* Exercise directions
Count the lines in the entries below that contain the string "photo", with case taken into account, and reply with that number alone.

* Dataset content
* start *

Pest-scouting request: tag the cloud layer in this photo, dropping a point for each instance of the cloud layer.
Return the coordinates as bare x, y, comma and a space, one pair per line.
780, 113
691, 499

* end *
* start *

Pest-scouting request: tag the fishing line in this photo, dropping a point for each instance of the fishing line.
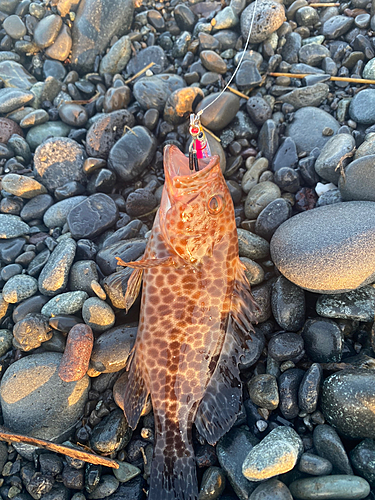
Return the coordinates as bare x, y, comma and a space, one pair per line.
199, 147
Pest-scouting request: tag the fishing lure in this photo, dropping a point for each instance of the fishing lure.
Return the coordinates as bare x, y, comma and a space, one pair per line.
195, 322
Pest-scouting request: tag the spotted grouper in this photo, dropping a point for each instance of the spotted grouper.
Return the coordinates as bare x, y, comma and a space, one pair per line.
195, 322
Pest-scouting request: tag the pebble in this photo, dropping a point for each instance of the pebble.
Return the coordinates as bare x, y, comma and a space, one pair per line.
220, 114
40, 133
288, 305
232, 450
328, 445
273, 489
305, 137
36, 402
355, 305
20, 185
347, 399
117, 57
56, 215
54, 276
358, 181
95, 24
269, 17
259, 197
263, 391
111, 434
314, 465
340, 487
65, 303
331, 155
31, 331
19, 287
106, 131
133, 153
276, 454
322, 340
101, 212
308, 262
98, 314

* end *

* Exercise answer
5